#### TEXT EXTRACT:
In step 304, the method can include generating a nonce.

In some implementations, the nonce can comprise a random or pseudo-random value. In some implementations, the SE can use a hardware random number generator (HRNG) which may be a physical device that generates truly random numbers by measuring natural phenomena such as electronic noise. Alternatively, or in conjunction with the foregoing, the SE can use a pseudorandom number generator (PRNG). A PRNG is a software-based algorithm that generates a sequence of numbers that appears to be random but are not truly random. PRNGs are typically seeded with an initial value, such as the current time or a hardware sensor reading, to ensure that the generated numbers are unique. In some implementations, a combination of an HRNG and PRNG may be used (e.g., using the HRNG to seed a PRNG). In alternative implementations, a monotonic counter or similar mechanism may be used to generate a nonce. In some implementations, a timestamp (which is not random, but may be sufficiently unique) may be used as a nonce.

In step 306, the method can include transmitting the nonce and a Layer ID to the DICE.

In some implementations, the Layer ID may be received as part of step 302. For example, the request to access a layer may include the Layer ID. In other embodiments, the method can include identifying the Layer ID based on the requested layer. For example, a table or similar type of lookup may map filenames and/or memory addresses to layer IDs. Thus, if the request in step 302 includes a filename (e.g., application executable), the method can include looking up the Layer ID. Similarly, if the request includes a memory location (e.g., in the case of firmware), the method can look up the Layer ID for the memory address.

Records:
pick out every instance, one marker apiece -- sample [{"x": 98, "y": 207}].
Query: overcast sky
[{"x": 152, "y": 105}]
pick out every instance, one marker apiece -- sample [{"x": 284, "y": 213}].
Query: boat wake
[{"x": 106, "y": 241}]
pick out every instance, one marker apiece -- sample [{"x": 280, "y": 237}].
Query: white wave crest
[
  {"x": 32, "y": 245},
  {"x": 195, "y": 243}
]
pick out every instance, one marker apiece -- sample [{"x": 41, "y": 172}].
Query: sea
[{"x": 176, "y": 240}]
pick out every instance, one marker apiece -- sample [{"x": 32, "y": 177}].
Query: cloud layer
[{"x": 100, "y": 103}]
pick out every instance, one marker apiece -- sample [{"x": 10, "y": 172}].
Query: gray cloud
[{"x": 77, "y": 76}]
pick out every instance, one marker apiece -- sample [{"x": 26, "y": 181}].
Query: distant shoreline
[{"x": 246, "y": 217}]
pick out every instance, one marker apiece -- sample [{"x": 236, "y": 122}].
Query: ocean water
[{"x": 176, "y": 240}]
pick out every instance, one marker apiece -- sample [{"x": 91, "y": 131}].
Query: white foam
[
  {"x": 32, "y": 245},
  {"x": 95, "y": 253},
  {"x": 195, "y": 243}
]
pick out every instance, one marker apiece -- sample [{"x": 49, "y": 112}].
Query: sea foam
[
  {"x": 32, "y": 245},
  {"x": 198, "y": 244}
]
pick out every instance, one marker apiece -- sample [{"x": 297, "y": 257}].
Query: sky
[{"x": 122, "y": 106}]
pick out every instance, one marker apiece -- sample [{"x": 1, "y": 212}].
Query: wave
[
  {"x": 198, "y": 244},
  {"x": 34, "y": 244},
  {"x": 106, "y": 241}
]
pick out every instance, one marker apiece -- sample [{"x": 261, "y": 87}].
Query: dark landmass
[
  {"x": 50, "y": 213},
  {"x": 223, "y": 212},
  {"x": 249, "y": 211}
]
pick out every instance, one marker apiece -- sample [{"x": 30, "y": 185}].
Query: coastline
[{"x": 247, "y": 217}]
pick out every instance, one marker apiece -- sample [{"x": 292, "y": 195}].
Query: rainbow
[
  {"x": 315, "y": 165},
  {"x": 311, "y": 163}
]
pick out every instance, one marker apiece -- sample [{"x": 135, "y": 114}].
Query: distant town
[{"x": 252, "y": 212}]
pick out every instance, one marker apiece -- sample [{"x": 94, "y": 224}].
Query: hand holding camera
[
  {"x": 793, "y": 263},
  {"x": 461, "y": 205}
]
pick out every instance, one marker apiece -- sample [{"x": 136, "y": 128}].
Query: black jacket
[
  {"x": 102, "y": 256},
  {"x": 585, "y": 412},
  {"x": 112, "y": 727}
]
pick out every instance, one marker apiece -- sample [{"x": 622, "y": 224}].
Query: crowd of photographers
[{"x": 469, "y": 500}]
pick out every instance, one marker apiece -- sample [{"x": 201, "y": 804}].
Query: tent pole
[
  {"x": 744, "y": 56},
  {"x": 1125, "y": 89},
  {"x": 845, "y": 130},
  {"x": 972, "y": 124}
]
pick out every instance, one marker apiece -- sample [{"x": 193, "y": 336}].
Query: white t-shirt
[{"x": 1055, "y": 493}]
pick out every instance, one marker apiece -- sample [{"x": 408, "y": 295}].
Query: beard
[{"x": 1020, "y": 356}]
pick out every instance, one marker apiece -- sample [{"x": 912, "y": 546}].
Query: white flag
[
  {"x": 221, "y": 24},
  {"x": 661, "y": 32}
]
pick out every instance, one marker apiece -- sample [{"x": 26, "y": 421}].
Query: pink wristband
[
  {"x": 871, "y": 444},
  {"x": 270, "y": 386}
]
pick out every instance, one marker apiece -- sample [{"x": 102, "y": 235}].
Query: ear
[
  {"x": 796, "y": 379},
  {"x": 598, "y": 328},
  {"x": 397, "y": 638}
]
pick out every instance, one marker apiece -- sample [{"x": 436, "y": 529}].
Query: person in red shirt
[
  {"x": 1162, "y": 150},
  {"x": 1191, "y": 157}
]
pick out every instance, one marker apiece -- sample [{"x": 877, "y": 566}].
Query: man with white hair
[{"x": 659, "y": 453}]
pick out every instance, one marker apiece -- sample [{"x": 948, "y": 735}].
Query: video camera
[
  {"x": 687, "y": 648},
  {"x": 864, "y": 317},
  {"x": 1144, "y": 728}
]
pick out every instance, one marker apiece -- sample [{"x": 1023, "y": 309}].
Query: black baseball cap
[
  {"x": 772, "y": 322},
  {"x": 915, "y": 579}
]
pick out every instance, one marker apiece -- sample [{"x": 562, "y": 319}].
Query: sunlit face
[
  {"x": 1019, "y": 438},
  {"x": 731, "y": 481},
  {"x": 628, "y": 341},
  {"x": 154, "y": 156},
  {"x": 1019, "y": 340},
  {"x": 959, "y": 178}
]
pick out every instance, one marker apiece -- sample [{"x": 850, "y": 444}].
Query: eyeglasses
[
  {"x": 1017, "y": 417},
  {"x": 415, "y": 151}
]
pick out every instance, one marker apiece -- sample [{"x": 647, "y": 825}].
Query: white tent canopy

#### CHALLENGES:
[1] In the nonce-generation text, what is a PRNG typically seeded with?
[2] Rewrite the nonce-generation text from "In some implementations, the Layer" up to and including "the memory address.", replacing "firmware" with "boot code".

#### ANSWERS TO EACH TASK:
[1] An initial value, such as the current time or a hardware sensor reading.

[2]
In some implementations, the Layer ID may be received as part of step 302. For example, the request to access a layer may include the Layer ID. In other embodiments, the method can include identifying the Layer ID based on the requested layer. For example, a table or similar type of lookup may map filenames and/or memory addresses to layer IDs. Thus, if the request in step 302 includes a filename (e.g., application executable), the method can include looking up the Layer ID. Similarly, if the request includes a memory location (e.g., in the case of boot code), the method can look up the Layer ID for the memory address.